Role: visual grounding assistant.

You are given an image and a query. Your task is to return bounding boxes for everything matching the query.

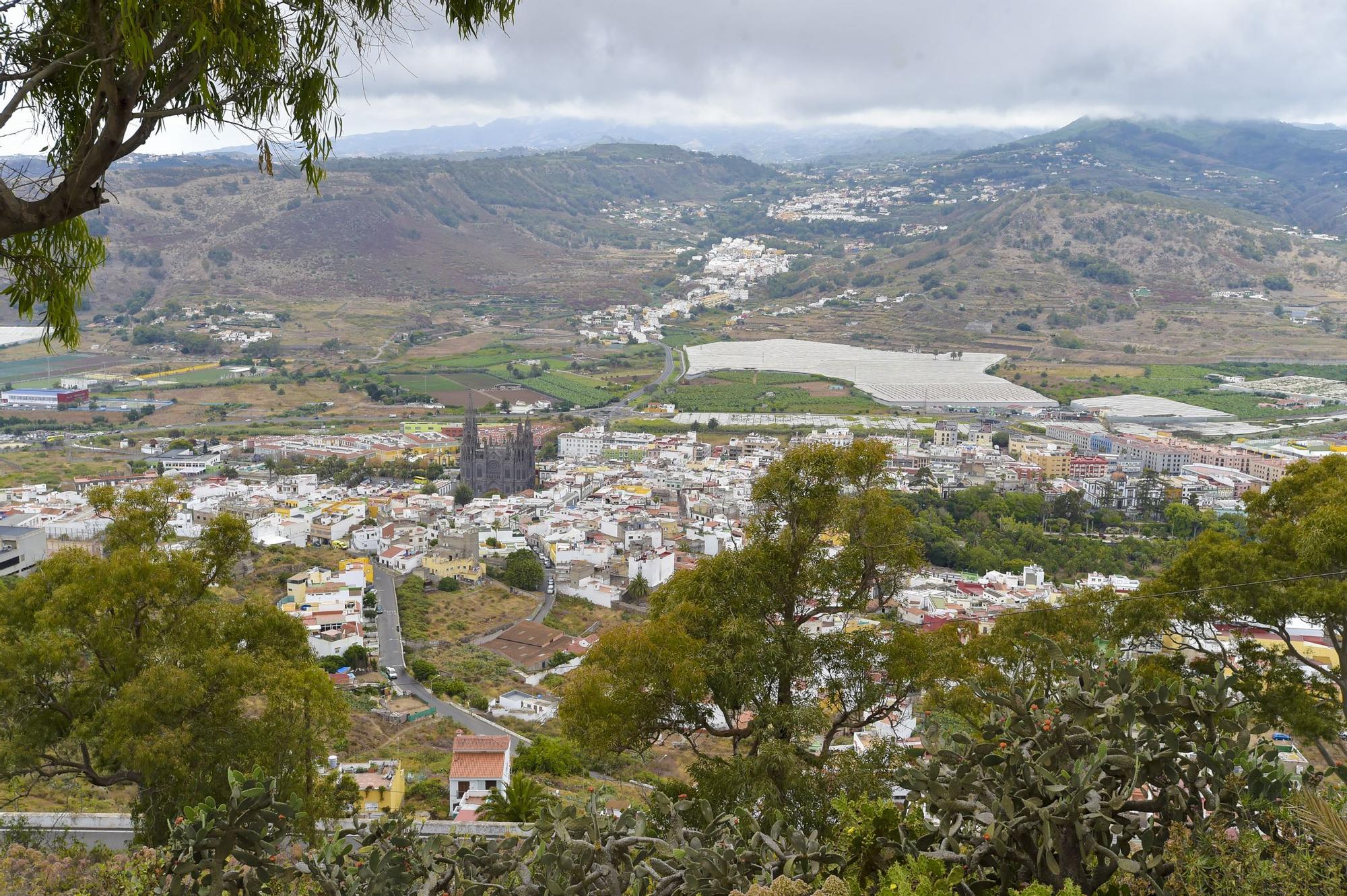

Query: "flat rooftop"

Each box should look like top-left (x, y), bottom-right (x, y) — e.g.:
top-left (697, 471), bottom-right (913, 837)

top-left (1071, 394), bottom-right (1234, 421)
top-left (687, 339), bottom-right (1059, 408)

--

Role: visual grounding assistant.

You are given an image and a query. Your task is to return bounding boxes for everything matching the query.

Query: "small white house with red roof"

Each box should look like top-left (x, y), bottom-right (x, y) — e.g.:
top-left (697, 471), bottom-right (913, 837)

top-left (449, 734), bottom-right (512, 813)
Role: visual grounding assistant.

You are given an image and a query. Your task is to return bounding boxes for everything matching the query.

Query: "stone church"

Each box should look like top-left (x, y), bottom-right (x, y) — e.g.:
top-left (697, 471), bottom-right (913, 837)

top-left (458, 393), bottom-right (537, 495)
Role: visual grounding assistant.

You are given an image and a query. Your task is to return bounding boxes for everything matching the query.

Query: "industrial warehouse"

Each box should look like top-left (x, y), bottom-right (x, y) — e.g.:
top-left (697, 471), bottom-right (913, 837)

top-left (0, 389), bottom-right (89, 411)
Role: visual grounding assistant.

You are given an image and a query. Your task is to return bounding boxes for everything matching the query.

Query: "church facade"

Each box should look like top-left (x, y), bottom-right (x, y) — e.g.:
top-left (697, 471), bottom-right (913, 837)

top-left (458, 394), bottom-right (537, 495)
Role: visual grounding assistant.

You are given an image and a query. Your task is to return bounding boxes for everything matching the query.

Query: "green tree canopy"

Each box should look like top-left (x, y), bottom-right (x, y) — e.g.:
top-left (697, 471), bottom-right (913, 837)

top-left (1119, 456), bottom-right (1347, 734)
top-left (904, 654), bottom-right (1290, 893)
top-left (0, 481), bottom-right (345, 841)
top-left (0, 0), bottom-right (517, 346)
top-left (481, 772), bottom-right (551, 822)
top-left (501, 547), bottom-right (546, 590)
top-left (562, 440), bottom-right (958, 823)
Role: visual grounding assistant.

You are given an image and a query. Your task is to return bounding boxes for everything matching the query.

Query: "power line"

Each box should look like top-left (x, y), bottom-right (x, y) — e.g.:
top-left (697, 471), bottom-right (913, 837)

--

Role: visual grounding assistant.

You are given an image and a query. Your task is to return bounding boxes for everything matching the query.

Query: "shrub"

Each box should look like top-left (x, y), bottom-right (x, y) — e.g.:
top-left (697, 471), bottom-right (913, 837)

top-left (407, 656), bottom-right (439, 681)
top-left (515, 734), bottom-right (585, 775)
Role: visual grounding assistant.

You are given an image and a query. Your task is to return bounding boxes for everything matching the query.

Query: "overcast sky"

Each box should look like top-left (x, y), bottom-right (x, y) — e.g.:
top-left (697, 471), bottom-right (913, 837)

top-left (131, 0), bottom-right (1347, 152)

--

* What the task asks:
Count the lines in the items above that contain the word "church", treating uppercase and lowercase as different, and give only the number.

* Correct answer:
2